**Referring expression data**

————————

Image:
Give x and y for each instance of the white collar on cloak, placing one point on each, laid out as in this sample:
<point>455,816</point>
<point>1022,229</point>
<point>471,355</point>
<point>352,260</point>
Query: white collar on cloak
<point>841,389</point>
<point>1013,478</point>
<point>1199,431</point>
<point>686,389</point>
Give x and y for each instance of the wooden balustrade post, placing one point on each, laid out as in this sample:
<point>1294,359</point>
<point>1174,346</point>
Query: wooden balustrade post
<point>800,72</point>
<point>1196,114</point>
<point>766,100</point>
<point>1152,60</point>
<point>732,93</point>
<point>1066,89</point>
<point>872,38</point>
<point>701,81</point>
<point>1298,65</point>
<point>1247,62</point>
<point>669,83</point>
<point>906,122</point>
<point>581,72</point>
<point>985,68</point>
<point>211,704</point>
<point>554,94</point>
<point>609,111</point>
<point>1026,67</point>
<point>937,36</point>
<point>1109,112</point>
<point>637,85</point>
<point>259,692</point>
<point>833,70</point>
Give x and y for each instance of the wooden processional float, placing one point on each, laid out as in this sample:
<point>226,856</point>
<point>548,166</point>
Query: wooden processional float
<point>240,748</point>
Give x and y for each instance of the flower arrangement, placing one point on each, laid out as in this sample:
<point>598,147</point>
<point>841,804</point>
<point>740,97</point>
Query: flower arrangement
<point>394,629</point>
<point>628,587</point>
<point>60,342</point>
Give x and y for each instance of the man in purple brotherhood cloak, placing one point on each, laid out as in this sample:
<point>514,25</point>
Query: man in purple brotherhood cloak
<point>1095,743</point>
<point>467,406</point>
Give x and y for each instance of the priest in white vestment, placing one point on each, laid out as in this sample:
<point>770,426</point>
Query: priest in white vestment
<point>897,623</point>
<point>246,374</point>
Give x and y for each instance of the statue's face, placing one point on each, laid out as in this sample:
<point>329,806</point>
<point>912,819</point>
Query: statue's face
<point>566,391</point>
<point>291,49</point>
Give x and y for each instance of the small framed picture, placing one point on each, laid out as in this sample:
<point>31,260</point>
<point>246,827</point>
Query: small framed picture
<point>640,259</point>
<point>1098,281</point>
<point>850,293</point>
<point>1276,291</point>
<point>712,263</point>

————————

**Problem**
Would you reproduce, word for word, the lines from the one holding "<point>514,25</point>" through the final line of the entries, both included?

**Your solution**
<point>514,25</point>
Query: man in purple brotherhood cloak
<point>1095,743</point>
<point>467,406</point>
Give x and y for each instance of the priest in white vestment, placing one point on each, laid out as in this sample:
<point>770,426</point>
Query: priest in white vestment
<point>897,623</point>
<point>246,374</point>
Give x and y for each instance of the statue's face, placing one point on each, laid out as in this sample:
<point>329,806</point>
<point>912,819</point>
Query: statue's face
<point>566,391</point>
<point>291,49</point>
Give x and y for each instance of the small framed picture, placing one point on each, laid out as in this sample:
<point>31,260</point>
<point>246,827</point>
Query: small framed picture
<point>640,259</point>
<point>1098,281</point>
<point>850,293</point>
<point>1276,291</point>
<point>712,263</point>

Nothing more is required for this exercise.